▶ **Raw records**

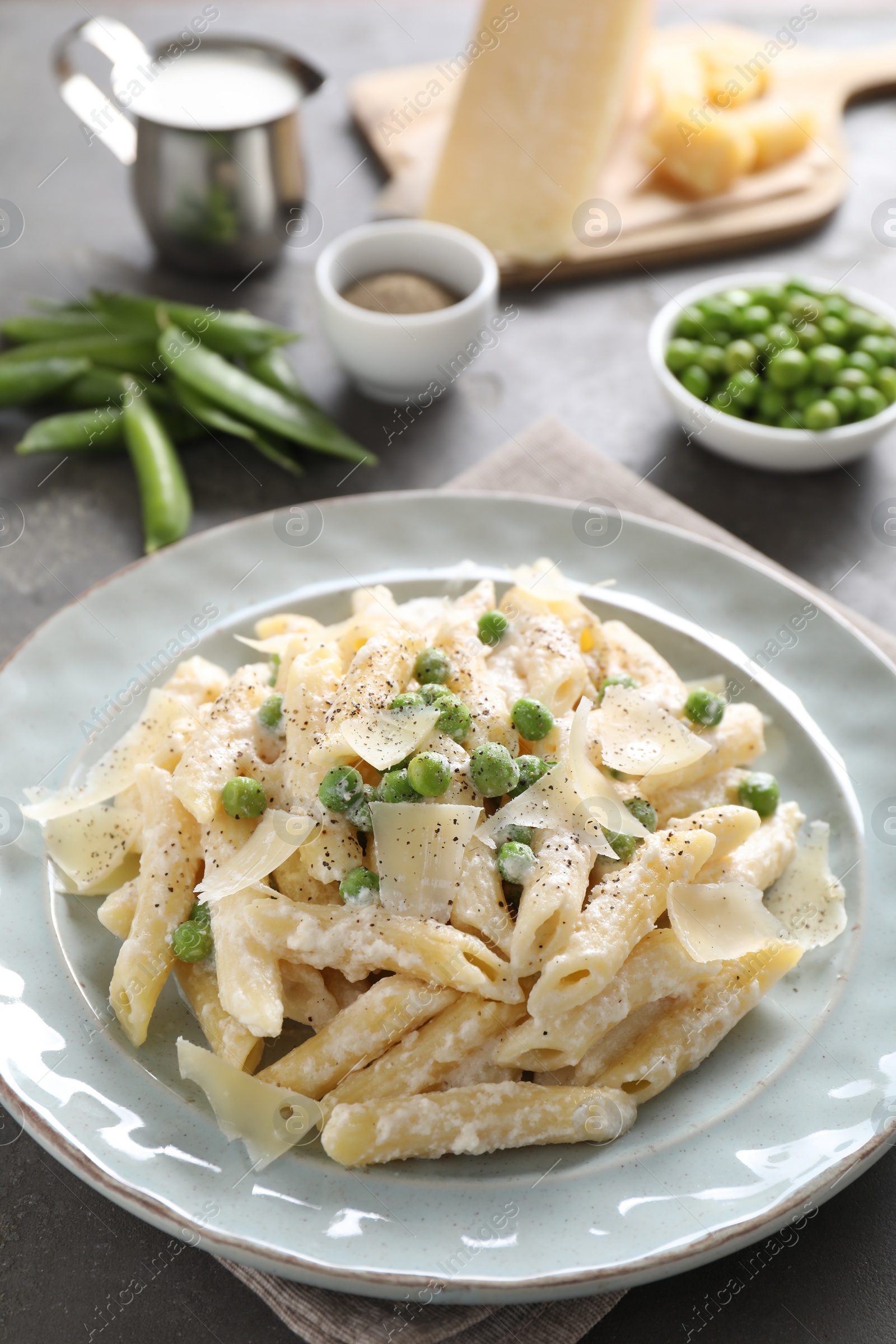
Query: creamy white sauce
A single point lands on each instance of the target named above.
(207, 91)
(808, 898)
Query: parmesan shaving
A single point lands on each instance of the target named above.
(268, 1119)
(419, 852)
(808, 898)
(115, 772)
(640, 738)
(598, 794)
(386, 737)
(273, 842)
(719, 921)
(90, 844)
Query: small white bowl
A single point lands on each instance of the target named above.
(398, 357)
(763, 445)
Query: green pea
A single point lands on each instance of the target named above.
(691, 324)
(622, 846)
(712, 360)
(432, 693)
(429, 773)
(886, 382)
(789, 368)
(834, 306)
(804, 307)
(359, 812)
(870, 402)
(706, 709)
(755, 318)
(860, 323)
(739, 354)
(827, 361)
(743, 388)
(696, 381)
(456, 718)
(272, 711)
(531, 771)
(191, 941)
(680, 353)
(852, 378)
(772, 402)
(642, 812)
(808, 394)
(622, 679)
(821, 414)
(492, 626)
(432, 666)
(515, 861)
(780, 337)
(531, 720)
(861, 360)
(340, 788)
(244, 797)
(809, 335)
(361, 888)
(410, 701)
(833, 330)
(844, 401)
(493, 771)
(200, 914)
(395, 787)
(760, 792)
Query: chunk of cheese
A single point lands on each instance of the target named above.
(268, 1119)
(718, 921)
(273, 842)
(115, 772)
(640, 738)
(546, 88)
(386, 737)
(419, 852)
(90, 844)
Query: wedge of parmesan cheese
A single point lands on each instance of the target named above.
(115, 772)
(808, 898)
(386, 737)
(640, 738)
(274, 841)
(90, 844)
(268, 1119)
(719, 921)
(419, 852)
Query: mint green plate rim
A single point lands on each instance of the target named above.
(794, 1104)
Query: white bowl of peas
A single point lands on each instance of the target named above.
(777, 371)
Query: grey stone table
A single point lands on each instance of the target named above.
(575, 351)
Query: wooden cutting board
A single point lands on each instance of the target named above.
(657, 227)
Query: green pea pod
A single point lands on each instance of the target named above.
(122, 353)
(225, 385)
(206, 413)
(29, 381)
(74, 431)
(234, 333)
(31, 327)
(164, 494)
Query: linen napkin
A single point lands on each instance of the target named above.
(559, 465)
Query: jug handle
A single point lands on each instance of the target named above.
(93, 108)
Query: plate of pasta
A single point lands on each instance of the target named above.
(416, 914)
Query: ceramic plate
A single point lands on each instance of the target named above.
(790, 1107)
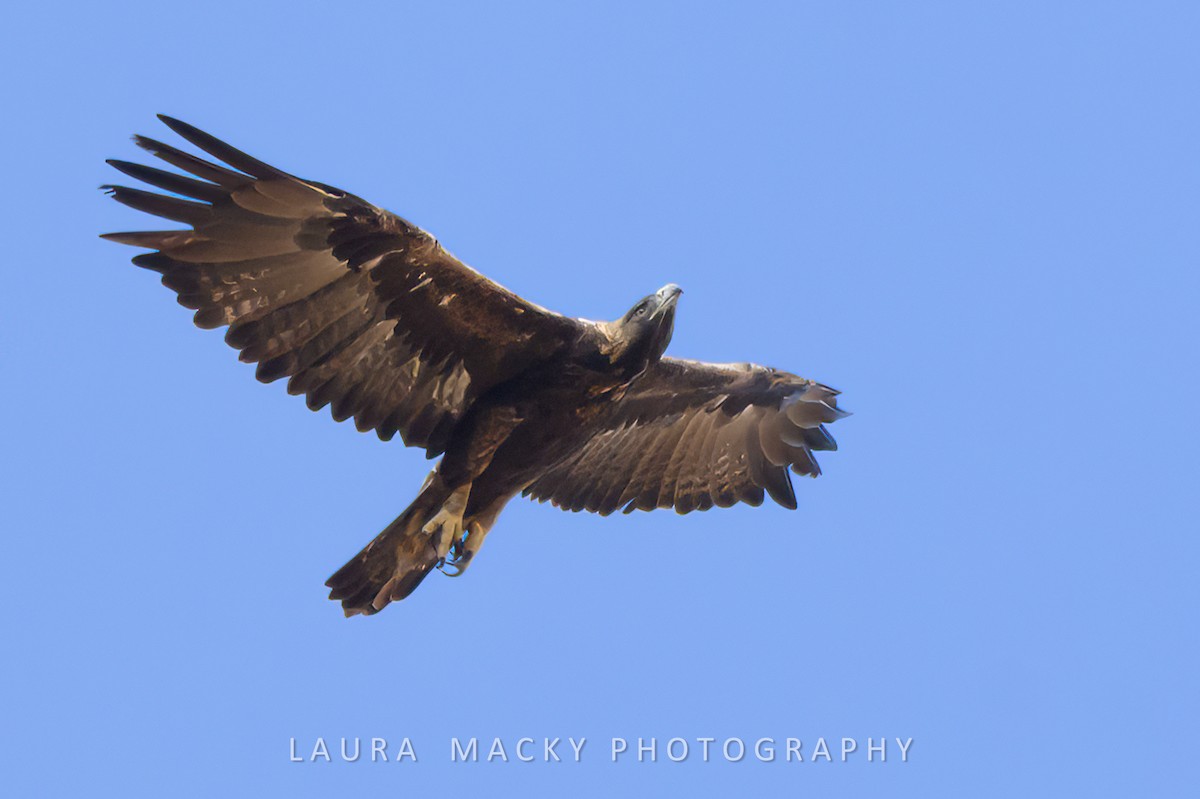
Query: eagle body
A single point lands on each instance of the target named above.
(366, 313)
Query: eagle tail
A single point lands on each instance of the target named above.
(393, 565)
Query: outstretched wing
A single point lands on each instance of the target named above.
(361, 310)
(690, 436)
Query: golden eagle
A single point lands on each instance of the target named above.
(365, 312)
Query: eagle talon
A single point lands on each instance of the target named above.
(445, 565)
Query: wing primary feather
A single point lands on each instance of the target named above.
(187, 162)
(171, 181)
(215, 146)
(169, 208)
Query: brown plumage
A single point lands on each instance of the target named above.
(366, 313)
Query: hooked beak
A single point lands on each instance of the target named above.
(667, 295)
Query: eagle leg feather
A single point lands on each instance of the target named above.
(447, 527)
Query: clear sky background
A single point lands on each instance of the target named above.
(979, 221)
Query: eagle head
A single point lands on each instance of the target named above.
(641, 336)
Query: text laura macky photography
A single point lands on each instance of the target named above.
(570, 749)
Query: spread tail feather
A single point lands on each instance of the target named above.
(391, 566)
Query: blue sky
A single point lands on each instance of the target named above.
(976, 220)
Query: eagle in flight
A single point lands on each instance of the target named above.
(365, 312)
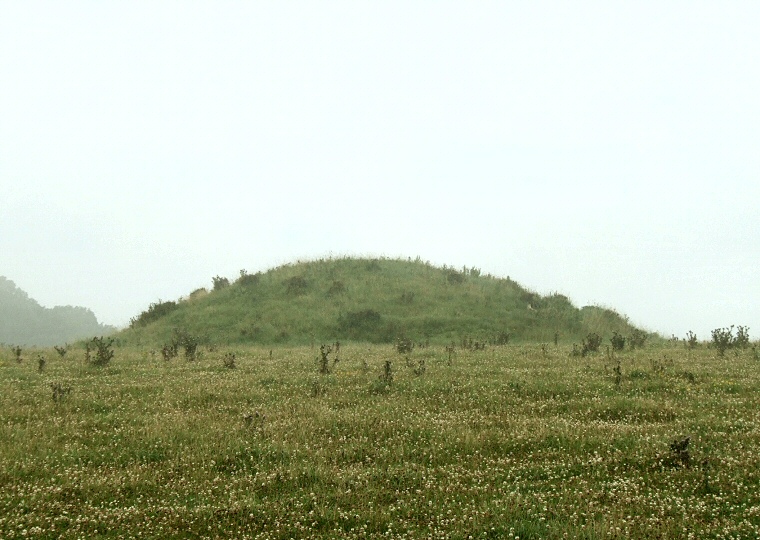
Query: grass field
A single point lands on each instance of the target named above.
(514, 441)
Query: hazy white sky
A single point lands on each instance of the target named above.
(606, 150)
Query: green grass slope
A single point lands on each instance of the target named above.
(372, 300)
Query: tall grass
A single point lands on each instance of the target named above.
(516, 441)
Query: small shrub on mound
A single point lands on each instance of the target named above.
(154, 312)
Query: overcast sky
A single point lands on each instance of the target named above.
(609, 151)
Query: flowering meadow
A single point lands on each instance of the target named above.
(517, 441)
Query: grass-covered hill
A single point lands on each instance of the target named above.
(24, 322)
(372, 300)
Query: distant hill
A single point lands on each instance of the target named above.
(372, 300)
(24, 322)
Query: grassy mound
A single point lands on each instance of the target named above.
(372, 300)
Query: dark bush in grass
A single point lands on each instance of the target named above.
(296, 286)
(103, 351)
(154, 312)
(618, 342)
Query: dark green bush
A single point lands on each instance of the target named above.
(220, 283)
(591, 343)
(154, 312)
(618, 342)
(296, 286)
(103, 351)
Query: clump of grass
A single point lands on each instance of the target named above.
(41, 361)
(170, 350)
(420, 369)
(324, 359)
(618, 371)
(679, 453)
(404, 345)
(723, 339)
(59, 391)
(591, 343)
(618, 341)
(386, 377)
(637, 339)
(228, 360)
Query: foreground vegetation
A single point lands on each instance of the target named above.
(360, 441)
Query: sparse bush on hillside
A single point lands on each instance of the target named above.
(59, 391)
(691, 340)
(591, 343)
(188, 342)
(170, 350)
(296, 286)
(618, 342)
(103, 348)
(407, 297)
(248, 280)
(198, 293)
(360, 324)
(387, 375)
(324, 359)
(453, 277)
(228, 360)
(220, 283)
(741, 341)
(404, 345)
(337, 287)
(724, 339)
(502, 338)
(154, 312)
(637, 339)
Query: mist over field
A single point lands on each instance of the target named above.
(605, 152)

▶ **Direction**
Pictures don't belong in the copy. Restate all the entries exactly.

▶ **Response to this exercise**
Query: creamy white sauce
A single point lands on each instance of the target named above.
(207, 91)
(808, 898)
Query: parmesan shaving
A single point lands on each instance of the target named above.
(268, 1119)
(419, 852)
(808, 898)
(115, 772)
(640, 738)
(598, 794)
(386, 737)
(273, 842)
(719, 921)
(90, 844)
Query: small white bowl
A single point lands on each instance of the target named above.
(398, 357)
(763, 445)
Query: green pea
A single point lands on each instance of the target named above.
(691, 324)
(622, 846)
(712, 360)
(432, 693)
(429, 773)
(886, 382)
(789, 368)
(834, 306)
(804, 307)
(359, 812)
(870, 402)
(706, 709)
(755, 318)
(860, 323)
(739, 354)
(827, 361)
(743, 388)
(696, 381)
(456, 718)
(272, 711)
(531, 771)
(191, 941)
(680, 353)
(852, 378)
(772, 402)
(642, 812)
(808, 394)
(622, 679)
(821, 414)
(492, 626)
(432, 666)
(515, 861)
(780, 337)
(531, 720)
(861, 360)
(340, 788)
(244, 797)
(809, 335)
(361, 888)
(410, 701)
(833, 330)
(844, 401)
(493, 771)
(200, 914)
(395, 787)
(760, 792)
Query: chunk of cheese
A single point lands on each instance of the target named above.
(268, 1119)
(718, 921)
(273, 842)
(115, 772)
(640, 738)
(546, 88)
(386, 737)
(419, 852)
(90, 844)
Query: wedge of parmesan cheese
A single point lands on each instance of the target named above.
(115, 772)
(808, 898)
(386, 737)
(640, 738)
(274, 841)
(90, 844)
(268, 1119)
(719, 921)
(419, 852)
Query: mint green plate rim
A single point lands on each instance of the target named above.
(794, 1104)
Query: white bowl of peas
A single point lands on each instance of the target named above.
(777, 371)
Query: grey stone table
A single point lands on each instance of the target named above.
(575, 351)
Query: wooden cutting board
A single point lands on each instance of the target named above.
(657, 227)
Query: green pea pod
A single point lands on each instance of the target named above.
(122, 353)
(225, 385)
(206, 413)
(29, 381)
(74, 431)
(234, 333)
(31, 327)
(164, 494)
Query: linen napkin
A single point lands on each instance of the target named above.
(559, 465)
Query: jug handle
A single point lands on each instance of the target named above.
(93, 108)
Query: plate of pasta
A single point lands on each instance of the target named above.
(416, 914)
Query: ceramic plate
A single point lands on each instance of the target named above.
(790, 1107)
Query: eagle body
A single point lands on each instance of the target named above.
(366, 313)
Query: eagle tail
A single point lands on each instance of the target named above.
(393, 565)
Query: outstretched wing
A single point lands on each instance of the target named above.
(361, 310)
(690, 436)
Query: golden eagle
A single point lands on each instance of the target named above.
(365, 312)
Query: eagle talon
A single point lands on each instance of the target named above.
(445, 565)
Query: wing primary feather
A single point lands on each instance of the target named above.
(187, 162)
(171, 181)
(215, 146)
(169, 208)
Query: brown plumage
A single point lands on each instance of the target named above.
(366, 313)
Query: hooked beak
A single point lands on each instance of the target named above.
(667, 295)
Query: eagle leg feather
A single point lands on each instance of the target named above.
(447, 527)
Query: clear sky background
A single point lands on each instance of the target named above.
(979, 221)
Query: eagle head
A single point lands on each instance of the target named above.
(641, 336)
Query: text laura macky photography
A single point lands on each instance of the target named above.
(570, 749)
Query: spread tail feather
A single point lands on each instance of the target named above.
(391, 566)
Query: blue sky
A single point lands on each instance of the target named above.
(976, 220)
Query: eagle in flight
A single point lands on each instance of the target named above.
(365, 312)
Query: grass field
A single point lands on each instance of the target named above.
(514, 441)
Query: hazy white sky
A single point lands on each instance of the target named above.
(606, 150)
Query: green grass slope
A single point lands on each instance of the target named above.
(372, 300)
Query: tall grass
A single point lands on each instance of the target named above.
(516, 441)
Query: small shrub on mound
A single point lands on each instance of the target named above.
(154, 312)
Query: overcast sky
A single point lands on each instance of the target named above.
(609, 151)
Query: flowering meadow
A single point lands on each instance of the target named above.
(517, 441)
Query: grass-covered hill
A single point lands on each instance of the target named above.
(24, 322)
(372, 300)
Query: distant hill
A single point lands on each instance of the target named above.
(372, 300)
(24, 322)
Query: grassy mound
A single point lands on each instance of the target named above.
(372, 300)
Query: dark bush in grass
A single point lands on each instance of the target named above.
(296, 286)
(103, 351)
(154, 312)
(618, 342)
Query: dark green bush
A single point lands on each instance of the target named above.
(220, 283)
(591, 343)
(154, 312)
(618, 342)
(296, 286)
(103, 351)
Query: clump of grass
A single point lands on each instance of the target named above.
(41, 361)
(170, 350)
(420, 369)
(324, 359)
(618, 371)
(679, 453)
(404, 345)
(723, 339)
(59, 391)
(591, 343)
(618, 341)
(386, 377)
(637, 339)
(228, 360)
Query: foreground vegetation
A single point lands on each instance of the target named above.
(360, 441)
Query: sparse bush on hillside
A single point lands on each instance of the target named above.
(59, 391)
(691, 340)
(591, 343)
(188, 342)
(170, 350)
(296, 286)
(618, 342)
(103, 348)
(407, 297)
(248, 280)
(198, 293)
(360, 324)
(387, 375)
(324, 359)
(453, 277)
(228, 360)
(220, 283)
(741, 341)
(404, 345)
(337, 287)
(724, 339)
(502, 338)
(154, 312)
(637, 339)
Query: mist over field
A single point lands on each instance of the target named above.
(605, 152)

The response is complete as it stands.